### TRY IT:
In the listing below, print exactly the lines between the line holding "Tag one point on each instance of the grassy field" and the line holding "Tag one point on each instance of the church tower", inclusive, and no more.

****

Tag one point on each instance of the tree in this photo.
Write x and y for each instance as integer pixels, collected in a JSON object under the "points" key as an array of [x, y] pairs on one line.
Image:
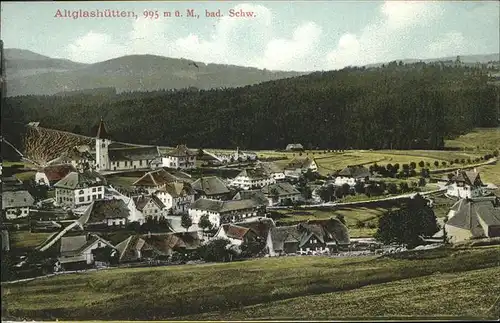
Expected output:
{"points": [[186, 221], [407, 225], [205, 223]]}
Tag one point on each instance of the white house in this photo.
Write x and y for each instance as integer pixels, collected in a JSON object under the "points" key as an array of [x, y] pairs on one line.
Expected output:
{"points": [[473, 218], [117, 156], [299, 166], [75, 249], [16, 204], [51, 174], [252, 178], [273, 170], [280, 193], [157, 179], [220, 212], [351, 175], [80, 188], [150, 206], [176, 196], [180, 158], [465, 184]]}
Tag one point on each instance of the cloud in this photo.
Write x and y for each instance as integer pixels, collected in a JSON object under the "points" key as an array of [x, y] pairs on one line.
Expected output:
{"points": [[386, 38]]}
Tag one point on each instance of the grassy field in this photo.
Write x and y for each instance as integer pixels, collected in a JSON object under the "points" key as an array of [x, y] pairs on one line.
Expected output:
{"points": [[443, 282]]}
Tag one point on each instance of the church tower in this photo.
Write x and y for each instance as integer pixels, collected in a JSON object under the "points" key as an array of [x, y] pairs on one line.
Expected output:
{"points": [[102, 142]]}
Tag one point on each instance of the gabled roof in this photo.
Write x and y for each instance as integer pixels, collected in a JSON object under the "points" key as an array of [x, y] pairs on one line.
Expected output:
{"points": [[177, 189], [211, 185], [255, 195], [355, 172], [301, 163], [133, 153], [161, 177], [100, 210], [469, 213], [471, 178], [234, 231], [75, 180], [16, 199], [254, 173], [57, 172], [102, 133], [141, 201], [223, 206], [280, 189], [181, 151], [75, 245]]}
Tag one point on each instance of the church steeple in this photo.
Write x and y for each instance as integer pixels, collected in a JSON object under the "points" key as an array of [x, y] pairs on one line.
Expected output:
{"points": [[102, 133]]}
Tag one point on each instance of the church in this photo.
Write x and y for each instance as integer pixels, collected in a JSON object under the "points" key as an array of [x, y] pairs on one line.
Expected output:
{"points": [[113, 156]]}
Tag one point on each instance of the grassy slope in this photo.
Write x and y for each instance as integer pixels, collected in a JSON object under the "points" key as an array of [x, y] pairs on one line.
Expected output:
{"points": [[174, 292]]}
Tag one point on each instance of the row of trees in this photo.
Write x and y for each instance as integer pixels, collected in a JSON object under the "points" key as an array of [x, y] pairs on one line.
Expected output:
{"points": [[350, 108]]}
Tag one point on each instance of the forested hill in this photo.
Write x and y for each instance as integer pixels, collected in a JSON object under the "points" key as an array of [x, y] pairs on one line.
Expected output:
{"points": [[399, 106]]}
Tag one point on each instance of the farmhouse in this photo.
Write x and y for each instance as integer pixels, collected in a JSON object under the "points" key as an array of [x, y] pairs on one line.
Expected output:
{"points": [[299, 166], [280, 193], [149, 205], [312, 236], [50, 175], [474, 218], [210, 187], [294, 147], [272, 170], [252, 178], [180, 158], [154, 180], [176, 196], [16, 204], [465, 184], [221, 212], [78, 249], [107, 213], [351, 175], [80, 188], [116, 156]]}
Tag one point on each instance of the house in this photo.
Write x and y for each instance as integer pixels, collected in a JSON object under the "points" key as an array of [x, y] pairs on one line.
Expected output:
{"points": [[281, 193], [474, 218], [299, 166], [177, 196], [149, 205], [294, 147], [80, 188], [465, 184], [273, 170], [107, 213], [78, 249], [351, 175], [51, 174], [255, 195], [154, 180], [116, 156], [16, 204], [210, 187], [313, 236], [252, 178], [5, 240], [220, 212], [236, 234], [180, 158]]}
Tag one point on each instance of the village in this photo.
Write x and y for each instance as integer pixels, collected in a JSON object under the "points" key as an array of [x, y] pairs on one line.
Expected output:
{"points": [[167, 214]]}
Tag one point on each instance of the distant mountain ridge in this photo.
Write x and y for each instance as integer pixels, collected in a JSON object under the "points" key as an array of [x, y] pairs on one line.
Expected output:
{"points": [[29, 73]]}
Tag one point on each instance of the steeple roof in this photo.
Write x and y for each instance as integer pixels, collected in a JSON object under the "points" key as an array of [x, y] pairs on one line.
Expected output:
{"points": [[102, 133]]}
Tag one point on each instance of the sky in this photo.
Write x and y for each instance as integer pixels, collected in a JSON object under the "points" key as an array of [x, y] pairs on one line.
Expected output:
{"points": [[282, 35]]}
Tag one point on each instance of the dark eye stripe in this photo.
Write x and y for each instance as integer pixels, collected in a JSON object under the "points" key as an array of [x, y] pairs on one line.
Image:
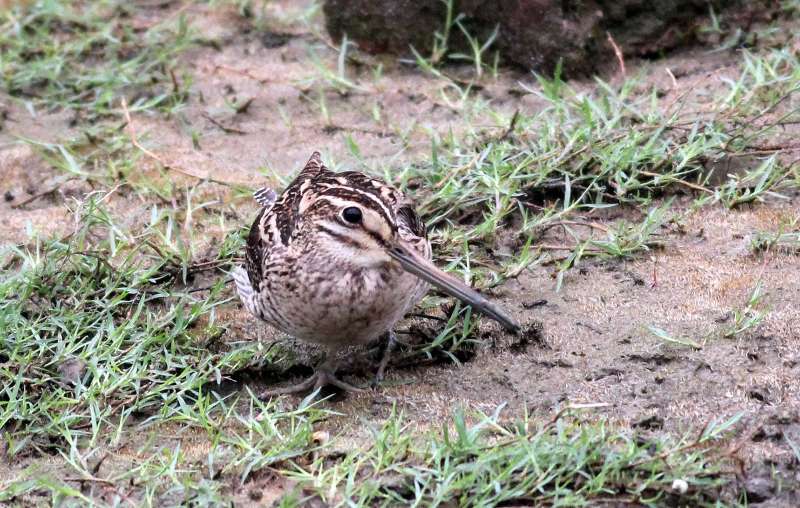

****

### RESPONSE:
Tag one point on each instance of the grassy field in this photo.
Write x and y for each instance as integer pixels, collected in a JSON object under the "points" key as an array of [x, y] pairs on one line.
Expected output:
{"points": [[443, 282]]}
Tag one point on each instance of the church tower in this photo.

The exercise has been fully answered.